------ BRANO DA LEGGERE ------

I bei discorsi e le belle teorie
«Stai soffrendo, ma devi sapere che Dio prova in modo speciale chi ama. La tua sofferenza è segno della sua predilezione per te».
Negli ambienti cristiani è questa spesso la prima riflessione che si sente. Certo, se voglio essere un buon padre o una buona madre di famiglia, so di dover talvolta punire i miei figli per farli crescere, so di dover imporre loro delle esperienze dure, se non altro per formare la loro volontà ed educarne i desideri. Ma so anche di non dover mai imporre ai miei figli in modo arbitrario sofferenze che li schiacciano, che li mutilano, che spezzano il loro gusto di vivere e le loro relazioni.
Perciò pensieri di questo tipo, secondo i quali Dio ci invierebbe queste sofferenze come segno del suo amore per noi, ci sembrano insopportabili. Come se essere prediletti da Dio significasse essere mutilati del proprio gusto di vivere! Che fine fanno così le parole di Gesù: “Sono venuto perché abbiate la vita in abbondanza. Vi do la mia gioia. Nessuno potrà rapirvela” (cf. Gv 10,10; 15,11)?
No, queste teorie non sono affatto conformi al cristianesimo autentico.
Si ascoltano anche altri discorsi: «Stai soffrendo. Sii felice, perché la tua sofferenza serve a salvare il mondo. La tua sofferenza redime». In un primo momento, mi aggrappo a pensieri come questo. Almeno mi mostrano che la mia sofferenza, che in apparenza non serve a nulla se non a farmi disperare, è utile a qualcuno. Ma abbastanza in fretta anche qui spunta il dubbio.

------ VOCI FORNITE ------

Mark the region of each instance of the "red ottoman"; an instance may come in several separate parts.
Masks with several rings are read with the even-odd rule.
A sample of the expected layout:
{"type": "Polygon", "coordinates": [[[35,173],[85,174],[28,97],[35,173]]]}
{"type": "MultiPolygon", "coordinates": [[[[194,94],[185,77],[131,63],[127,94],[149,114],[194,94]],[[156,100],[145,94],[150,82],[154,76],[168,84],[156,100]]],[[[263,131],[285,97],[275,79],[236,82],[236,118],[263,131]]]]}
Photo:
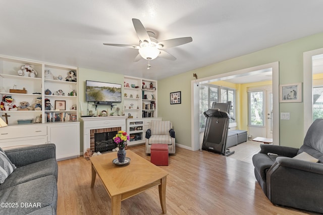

------

Continua il brano sui discorsi cristiani intorno alla sofferenza, riprendendo dopo l'ultima frase. Le voci non servono per questo lavoro.

■ RISPOSTA ATTESA:
Infatti, la sofferenza in quanto tale isola, deprime, spezza le forze di vita, con il suo peso può schiacciare chi mi è vicino e, quando è davvero forte, mi può far desiderare di farla finita con i miei giorni. In poche parole, la sofferenza disumanizza! Com’è allora possibile dire che ciò che disumanizza è liberatore, sta salvando il mondo, redime? Il cancro di qualcuno contribuisce a liberare gli altri? La sofferenza di un bambino innocente può essere liberatrice per qualcuno? C’è qualcosa di orribile nel dire cose simili. Decisamente, la formula “la sofferenza redime” mi sembra per lo meno piena di trappole, e carica di alcuni errori. E, in un attimo, ho voglia di unirmi ai miei amici non credenti che dicono: «Come fai a pensare che la sofferenza redima il mondo, se ti schiaccia tanto? Ne sparano tante i preti...».
Un altro discorso spesso ascoltato è: «Stai soffrendo? Offri le tue sofferenze a Dio». Certo, si vede bene l'atteggiamento autentico che si cerca di esprimere in questo modo: offri la tua vita a Dio, anche quando è sfigurata dalla sofferenza. Ma alla lettera la formula “offri le tue sofferenze” fa riferimento a un Dio quanto meno strano. Infatti, cos’è la sofferenza? Il male! A quale Dio, a quale Padre potrebbe piacere ricevere in dono ciò che disumanizza, rovina, mutila, in una parola il male? Questi non sarebbe forse un Dio perverso?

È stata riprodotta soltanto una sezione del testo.